*** Opening of Source document ***
You know you’ve reached that stage when you start getting junk mail about stair lifts or funeral planning literature from SAGA and a simple calculation is enough to prove at least three-quarters of your life is behind you.

Our beloved dog had to be put down last week. We mourn him at least as much as we would mourn most humans. But as a dog, we can be pretty sure he was spared the knowledge that he was about to “end” and had no concept of death. We can take comfort from that. We also had the responsibility of deciding how to handle his remains.

When it comes to fellow humans, death is easier for those left behind if the deceased has made clear as many details as possible of the send-off they want. Which brings us back to the root of the problem. Too many of us don’t even want to think about it.

Hence a rather beautiful £600 coffin, laminated with majestic Highland scenery, has been removed from the window of the Co-op undertakers in Portobello. Apparently funeral directors’ premises should be like sex shops – no window displays giving any hint of what goes on inside.

There’s a huge range of coffins available nowadays, everything from biodegradable willow to a fair copy of Mr Spock’s Star Trek death capsule. Services can be religiously observant or humanist. Eulogies can be dignified, respectful and sombre or hysterically funny, irreverent and jolly depending on the wishes of the Dear Departed who has either specified sandwiches and coffee in a nearby hotel or a pre-paid bar tab to facilitate the mourners drinking their own body weight while re-runs of Hibs/Hearts best-ever match moments loop on a big screen. But to deliver that, someone has to have had THE conversation.
*** Close of Source document ***
*** Opening of Data block ***
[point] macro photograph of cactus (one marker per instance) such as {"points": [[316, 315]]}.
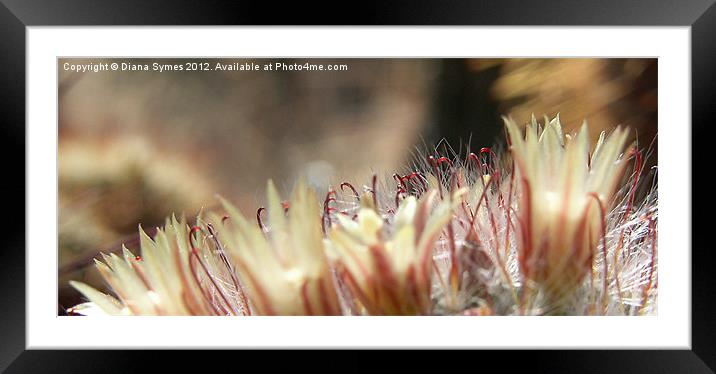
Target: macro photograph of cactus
{"points": [[358, 187]]}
*** Close of Data block ***
Your objective: Could you update the part of the piece on funerals that begins at "Hence a rather" and stops after "had THE conversation." by swapping "Portobello" for "Leith", then give that part again?

Answer below:
Hence a rather beautiful £600 coffin, laminated with majestic Highland scenery, has been removed from the window of the Co-op undertakers in Leith. Apparently funeral directors’ premises should be like sex shops – no window displays giving any hint of what goes on inside.

There’s a huge range of coffins available nowadays, everything from biodegradable willow to a fair copy of Mr Spock’s Star Trek death capsule. Services can be religiously observant or humanist. Eulogies can be dignified, respectful and sombre or hysterically funny, irreverent and jolly depending on the wishes of the Dear Departed who has either specified sandwiches and coffee in a nearby hotel or a pre-paid bar tab to facilitate the mourners drinking their own body weight while re-runs of Hibs/Hearts best-ever match moments loop on a big screen. But to deliver that, someone has to have had THE conversation.